[Photo object pointing records]
◆ ◆ ◆ ◆ ◆ ◆ ◆

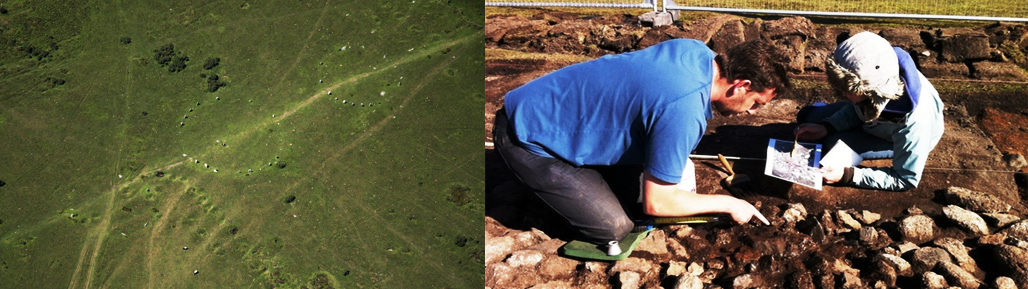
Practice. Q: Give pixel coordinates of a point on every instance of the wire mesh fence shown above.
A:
(1006, 10)
(649, 4)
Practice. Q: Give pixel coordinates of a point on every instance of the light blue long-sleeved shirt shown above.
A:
(913, 139)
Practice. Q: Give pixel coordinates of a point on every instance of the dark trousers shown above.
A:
(581, 195)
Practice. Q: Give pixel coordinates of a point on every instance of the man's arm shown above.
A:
(662, 200)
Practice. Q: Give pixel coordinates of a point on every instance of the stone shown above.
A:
(1003, 71)
(1000, 219)
(678, 252)
(689, 282)
(800, 280)
(883, 271)
(992, 240)
(959, 253)
(676, 268)
(905, 247)
(1016, 160)
(629, 280)
(597, 266)
(631, 264)
(851, 279)
(869, 236)
(553, 285)
(794, 47)
(933, 38)
(847, 220)
(528, 258)
(917, 228)
(657, 19)
(914, 211)
(925, 258)
(955, 275)
(497, 26)
(520, 33)
(656, 245)
(795, 213)
(976, 201)
(731, 34)
(966, 219)
(814, 60)
(499, 276)
(549, 247)
(1003, 282)
(695, 268)
(747, 281)
(906, 38)
(930, 280)
(524, 239)
(868, 217)
(1012, 261)
(704, 29)
(965, 47)
(932, 68)
(1018, 229)
(554, 267)
(497, 249)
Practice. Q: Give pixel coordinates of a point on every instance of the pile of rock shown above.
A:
(994, 51)
(976, 242)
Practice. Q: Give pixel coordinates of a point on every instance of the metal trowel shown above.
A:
(736, 184)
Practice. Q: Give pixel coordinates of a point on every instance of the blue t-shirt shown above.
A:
(648, 107)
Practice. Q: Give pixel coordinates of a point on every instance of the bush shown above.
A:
(175, 61)
(212, 63)
(214, 82)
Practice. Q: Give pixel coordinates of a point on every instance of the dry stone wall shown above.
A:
(993, 51)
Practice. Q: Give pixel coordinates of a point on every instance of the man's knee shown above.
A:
(613, 229)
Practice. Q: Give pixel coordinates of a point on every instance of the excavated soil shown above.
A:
(982, 124)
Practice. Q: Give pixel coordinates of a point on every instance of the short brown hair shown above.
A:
(759, 62)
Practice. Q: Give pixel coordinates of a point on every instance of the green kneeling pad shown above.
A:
(591, 251)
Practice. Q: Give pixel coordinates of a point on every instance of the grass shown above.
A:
(1006, 8)
(82, 207)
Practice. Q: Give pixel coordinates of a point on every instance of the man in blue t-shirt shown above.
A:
(562, 133)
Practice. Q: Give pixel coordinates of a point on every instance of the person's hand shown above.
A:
(810, 132)
(832, 174)
(742, 211)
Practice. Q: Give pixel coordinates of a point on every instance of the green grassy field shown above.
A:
(377, 184)
(1003, 8)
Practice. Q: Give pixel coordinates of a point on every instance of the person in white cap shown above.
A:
(890, 110)
(581, 136)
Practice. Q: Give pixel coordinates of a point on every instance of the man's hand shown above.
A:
(832, 174)
(810, 132)
(662, 200)
(742, 211)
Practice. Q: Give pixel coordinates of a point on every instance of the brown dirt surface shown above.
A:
(983, 122)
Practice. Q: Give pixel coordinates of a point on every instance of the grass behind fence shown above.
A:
(381, 195)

◆ ◆ ◆ ◆ ◆ ◆ ◆

*AIM*
Each record above should come back exactly the same, only without its pictures.

*FINAL RESULT*
Practice. Q: Give pixel coordinates of a point on every instance of the wire mesh fence shown above.
A:
(1006, 10)
(649, 4)
Practice. Q: Give pixel coordinates of a point on every instance of the light blue long-sleeved shirt shown above.
A:
(913, 139)
Practice. Q: Give pixel coordinates of a point on every instance of the dark trousers shown above.
A:
(581, 195)
Practice. Q: Give pixel coordinates of a point on every instance of the man's arm shown above.
A:
(662, 200)
Practice. Q: Give pixel coordinates of a point on every instance of the stone shown above.
A:
(1003, 71)
(1000, 219)
(678, 252)
(689, 282)
(800, 280)
(883, 271)
(992, 240)
(959, 253)
(676, 268)
(905, 247)
(1016, 160)
(629, 280)
(597, 266)
(631, 264)
(851, 279)
(869, 236)
(553, 285)
(794, 47)
(933, 38)
(847, 220)
(528, 258)
(917, 228)
(657, 19)
(914, 211)
(925, 258)
(955, 275)
(497, 26)
(520, 33)
(656, 245)
(795, 213)
(976, 201)
(731, 34)
(966, 219)
(814, 60)
(499, 276)
(549, 247)
(1003, 282)
(695, 268)
(747, 281)
(906, 38)
(930, 280)
(524, 239)
(868, 217)
(1012, 261)
(704, 29)
(965, 47)
(932, 68)
(1018, 229)
(554, 267)
(497, 249)
Practice. Q: Give pixel coordinates of a point on every instance of the pile of rock shown above.
A:
(994, 51)
(976, 242)
Practice. Q: Give pixel coordinates of a point on every instance of the metal trowel shown above.
A:
(736, 184)
Practice. Q: Give pixel coordinates of a point on every instance of the blue t-shirt shown above.
A:
(648, 107)
Practice. Q: Give pixel coordinates of a point on every instance of the bush shown above.
A:
(175, 61)
(212, 63)
(214, 82)
Practice. Q: Give pixel coordinates of a point on every instance of the dry stone wall shown above.
A:
(993, 51)
Practice. Q: Give pixel coordinates of a point on every instance of the man's knee shown above.
A:
(613, 229)
Practice. Q: Give pixel coordinates of a point on every instance of the excavated soil shown above.
A:
(982, 124)
Practice. Q: Give pixel coordinates of a point on every instance of the short brown hair shown above.
A:
(759, 62)
Practice. Q: Give pixel coordinates of a point on every instance of the green kneeling pad shown above.
A:
(591, 251)
Practice. Q: Give pixel coordinates of a point on every instance of the grass shown above.
A:
(1006, 8)
(82, 207)
Practice. Q: Give pixel coordinates of a point on every instance of the man in blue t-shirt shown above.
A:
(562, 133)
Practice. Q: Give pixel coordinates of a point on every instance of the person's hand shown above.
A:
(810, 132)
(832, 174)
(742, 211)
Practice. Q: Give pixel coordinates of a point on every instance of the green grassy field shown above.
A:
(377, 184)
(1003, 8)
Practice. Q: Give pixel coordinates of a point on every instance of the person in white cap shown above.
A:
(890, 110)
(581, 136)
Practice. Q: Give pixel coordinates of a point on every instance of the man's hand shown above.
A:
(832, 174)
(810, 132)
(662, 200)
(742, 211)
Practice. Q: Give pixel coordinates of a point on every instance of the brown dirt surface shown above.
A:
(983, 122)
Practice. Q: Give pixel coordinates of a point on every instance of the grass behind fence shown above.
A:
(381, 195)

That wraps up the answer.